# [WHAT IS NEEDED]
Please report every line in the material below that contains the word "wooden", copying each one in full. Case counts, so only lines with that same capitalization qualify.

# [INFORMATION SHOWN]

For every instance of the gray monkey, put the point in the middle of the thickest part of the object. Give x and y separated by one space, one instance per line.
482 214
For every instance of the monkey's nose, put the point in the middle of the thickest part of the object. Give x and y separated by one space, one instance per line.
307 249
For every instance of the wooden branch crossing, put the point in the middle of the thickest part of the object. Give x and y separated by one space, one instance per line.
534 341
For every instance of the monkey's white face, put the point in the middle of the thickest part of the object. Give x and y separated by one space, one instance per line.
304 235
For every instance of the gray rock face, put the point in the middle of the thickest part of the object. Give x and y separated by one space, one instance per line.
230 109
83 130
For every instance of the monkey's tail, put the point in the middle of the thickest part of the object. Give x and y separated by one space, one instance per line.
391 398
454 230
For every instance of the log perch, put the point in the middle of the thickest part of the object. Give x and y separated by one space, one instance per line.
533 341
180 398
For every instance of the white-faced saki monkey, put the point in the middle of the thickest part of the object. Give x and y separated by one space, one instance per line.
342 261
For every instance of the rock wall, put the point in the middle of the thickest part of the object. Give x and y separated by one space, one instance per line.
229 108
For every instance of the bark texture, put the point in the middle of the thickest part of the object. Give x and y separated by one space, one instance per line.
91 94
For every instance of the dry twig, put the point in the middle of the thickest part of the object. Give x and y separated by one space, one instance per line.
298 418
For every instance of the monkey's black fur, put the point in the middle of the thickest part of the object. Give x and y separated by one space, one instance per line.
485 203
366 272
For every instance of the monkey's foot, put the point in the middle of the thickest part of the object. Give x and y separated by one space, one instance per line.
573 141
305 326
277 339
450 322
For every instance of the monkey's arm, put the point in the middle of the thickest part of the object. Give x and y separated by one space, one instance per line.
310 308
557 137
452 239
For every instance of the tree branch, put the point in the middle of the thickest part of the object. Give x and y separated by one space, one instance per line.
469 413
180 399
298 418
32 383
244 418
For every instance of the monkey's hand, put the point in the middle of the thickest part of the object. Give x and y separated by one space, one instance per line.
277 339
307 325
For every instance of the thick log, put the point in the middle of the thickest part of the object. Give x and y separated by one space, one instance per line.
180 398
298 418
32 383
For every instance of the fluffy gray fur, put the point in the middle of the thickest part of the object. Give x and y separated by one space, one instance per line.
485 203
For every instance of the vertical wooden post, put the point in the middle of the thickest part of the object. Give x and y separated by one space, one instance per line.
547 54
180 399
---
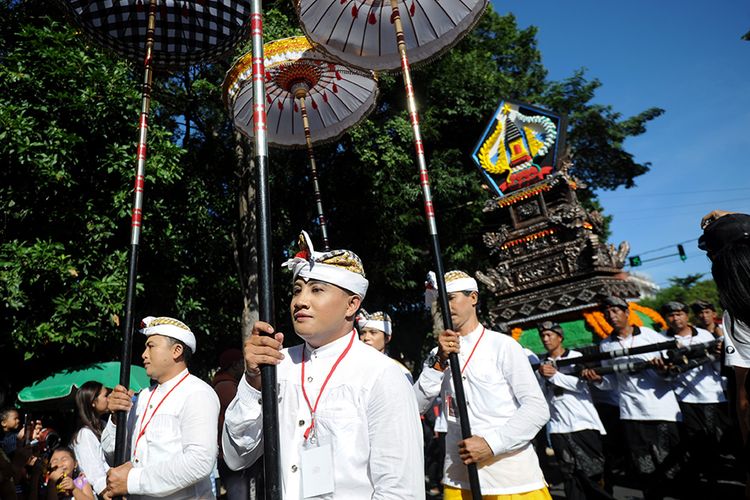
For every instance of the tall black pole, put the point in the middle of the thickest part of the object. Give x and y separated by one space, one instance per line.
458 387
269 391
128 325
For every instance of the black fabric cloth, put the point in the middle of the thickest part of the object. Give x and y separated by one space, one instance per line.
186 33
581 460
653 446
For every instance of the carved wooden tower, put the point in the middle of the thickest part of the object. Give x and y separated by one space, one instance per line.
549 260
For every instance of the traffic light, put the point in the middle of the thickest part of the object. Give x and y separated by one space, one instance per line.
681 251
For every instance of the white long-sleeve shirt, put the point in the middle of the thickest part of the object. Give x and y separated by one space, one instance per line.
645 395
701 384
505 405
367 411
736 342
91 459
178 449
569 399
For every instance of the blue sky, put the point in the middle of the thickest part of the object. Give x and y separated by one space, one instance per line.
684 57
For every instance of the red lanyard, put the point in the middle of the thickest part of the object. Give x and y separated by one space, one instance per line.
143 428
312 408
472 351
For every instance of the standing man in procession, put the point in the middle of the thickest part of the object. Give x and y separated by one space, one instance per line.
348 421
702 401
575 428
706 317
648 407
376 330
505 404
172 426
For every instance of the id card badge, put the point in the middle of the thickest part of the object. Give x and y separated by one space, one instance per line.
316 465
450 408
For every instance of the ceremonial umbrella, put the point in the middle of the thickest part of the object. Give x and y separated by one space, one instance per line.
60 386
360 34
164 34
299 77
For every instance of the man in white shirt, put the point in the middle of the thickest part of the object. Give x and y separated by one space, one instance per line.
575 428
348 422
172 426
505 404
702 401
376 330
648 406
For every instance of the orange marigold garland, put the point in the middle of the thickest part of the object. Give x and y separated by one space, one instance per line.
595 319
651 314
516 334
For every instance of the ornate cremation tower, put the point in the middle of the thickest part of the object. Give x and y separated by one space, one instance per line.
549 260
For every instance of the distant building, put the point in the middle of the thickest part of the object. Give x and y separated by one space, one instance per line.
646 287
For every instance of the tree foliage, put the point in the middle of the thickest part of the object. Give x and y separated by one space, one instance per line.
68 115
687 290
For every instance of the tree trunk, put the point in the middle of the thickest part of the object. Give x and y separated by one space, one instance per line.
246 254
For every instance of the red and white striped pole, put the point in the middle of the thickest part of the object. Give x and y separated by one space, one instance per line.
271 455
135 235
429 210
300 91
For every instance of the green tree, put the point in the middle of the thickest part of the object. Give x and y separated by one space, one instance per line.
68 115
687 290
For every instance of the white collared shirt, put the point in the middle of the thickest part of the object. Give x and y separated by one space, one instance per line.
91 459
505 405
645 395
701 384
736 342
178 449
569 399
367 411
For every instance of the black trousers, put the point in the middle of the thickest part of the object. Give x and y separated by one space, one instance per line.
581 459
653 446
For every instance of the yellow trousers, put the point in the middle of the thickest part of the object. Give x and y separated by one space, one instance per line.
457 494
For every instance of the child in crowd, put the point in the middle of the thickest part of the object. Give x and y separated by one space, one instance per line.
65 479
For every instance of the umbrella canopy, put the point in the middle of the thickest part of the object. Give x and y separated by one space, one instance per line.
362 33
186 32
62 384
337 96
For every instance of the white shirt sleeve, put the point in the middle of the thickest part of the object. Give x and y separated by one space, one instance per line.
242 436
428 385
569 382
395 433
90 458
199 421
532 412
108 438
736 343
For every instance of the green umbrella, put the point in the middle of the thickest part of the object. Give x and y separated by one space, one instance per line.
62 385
---
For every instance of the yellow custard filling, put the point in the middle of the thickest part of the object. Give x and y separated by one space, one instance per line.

# [OUTPUT OF THE TASK]
For every instance of the wooden branch crossing, put the point in the middle of the thickest part of the object. Give x and y separated by one space, one instance per line.
For every instance of the vertical wooden post, put the point in the middle of the thickest part of the object. Give x and y separated by one space, one instance per line.
For every instance of the carved wooden tower, put the point in the middle of the thickest part of the object. Give x and y separated by one space, one instance per line.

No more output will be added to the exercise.